APPLY WHAT YOU READ —
a) Transcribe the passage on nitrate in drinking water from "Explore the Map" up to and including "ppm in 2016-2017.".
b) Go on with the article on fertilizer runoff and nitrate contamination, starting where it stops.

GIVEN PASSAGE —
┄┄┄┄┄┄
Trouble in Farm Country Revisited: Fertilizer Runoff Contaminates Drinking Water With Nitrate
October 2019
By Anne Weir Schechinger, Senior Analyst, Economics
A deluge of chemical fertilizer and manure washes off farm fields each year, polluting drinking water supplies nationwide with nitrate, a contaminant linked to cancer and birth defects. Despite billions in federal funds spent annually to encourage farming practices that reduce runoff, new data shows that nitrate contamination is getting worse – especially in small, rural communities that lack the resources to clean it up.
EWG’s newly updated Tap Water Database, which collects test results from 50,000 community water systems across the country, shows that 1,695 systems had two-year average nitrate levels in 2016 and 2017 that were at or above the amount the National Cancer Institute says increases the risk of colon, kidney, ovarian and bladder cancers.
The Environmental Protection Agency’s legal limit for nitrate in drinking water is 10 parts per million, or ppm. It was set in 1962 to protect against blue baby syndrome, a potentially fatal condition that starves infants of oxygen. Since then, evidence has accumulated that links elevated risk of cancer and birth defects to drinking water with nitrate levels of 5 ppm or even lower.
The map below shows all community water systems that served 25,000 people or less and that in 2016 and 2017 averaged nitrate levels at or above 5 ppm. It also shows how many acres in each county were treated with chemical fertilizer or manure. Water systems with elevated nitrate levels tend to be in counties with lots of fertilizer- or manure-treated acres.
Explore the Map
Nitrate Levels Rising
The 2016-2017 data show that 98 percent of all community water systems with nitrate levels at or above 5 ppm served 25,000 customers or less. These small, mostly rural systems tend to be the least able to afford fixing the problem. Compared to 2014-2015:
- 12 more systems were contaminated at or above 5 ppm in 2016-2017.
- 13 more systems were at or above 7.5 ppm.
- 10 more systems were at or above 10 ppm, meaning drinking water for over 42,000 more people was contaminated at or above the EPA’s legal limit.
┄┄┄┄┄┄
DATA —
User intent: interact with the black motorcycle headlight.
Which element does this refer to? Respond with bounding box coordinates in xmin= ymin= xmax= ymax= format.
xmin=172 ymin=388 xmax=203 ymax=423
┄┄┄┄┄┄
TASK-BY-TASK ANSWERS —
a)
Explore the Map
Nitrate Levels Rising
The 2016-2017 data show that 98 percent of all community water systems with nitrate levels at or above 5 ppm served 25,000 customers or less. These small, mostly rural systems tend to be the least able to afford fixing the problem. Compared to 2014-2015:
- 12 more systems were contaminated at or above 5 ppm in 2016-2017.

b)
- The average nitrate level across all systems rose from 6.94 to 7.08 ppm.
Big Ag States Have the Worst Nitrate Levels
In 2016-2017, 69 percent of the systems with nitrate at or above 5 ppm were in just 10 states where agriculture is big business.
State | Systems at or above 5 ppm in 2016-2017 | Population of systems |
Calif. | 273 | 542,643 |
Pa. | 150 | 179,021 |
Kan. | 130 | 115,985 |
Neb. | 125 | 117,522 |
Texas | 114 | 91,265 |
Wash. | 105 | 57,935 |
Okla. | 94 | 130,521 |
Ariz. | 71 | 82,512 |
Wis. | 59 | 88,279 |
Iowa | 48 | 125,723 |
More than half of all states had the same or greater number of systems at or above 5 ppm in 2016-2017 compared to 2014-2015. Although nationally there was a net increase of 12 systems whose nitrate levels rose from below five ppm to at or above five ppm, California had 47 more systems at or above 5 ppm in 2016-2017 than in 2014-2015.
Real Solutions for a Growing Problem
Keeping nitrate out of drinking water is much cheaper than removing it through water treatment. But prevention currently relies completely on farmers’ adoption of voluntary conservation practices heavily subsidized by taxpayers. The funds aren’t targeted and this strictly voluntary method is clearly not enough to keep dangerous nitrates out of water. Only mandatory farm standards that include the most effective pollution-prevention practices, in the right places and on the right farms, will stem the tide.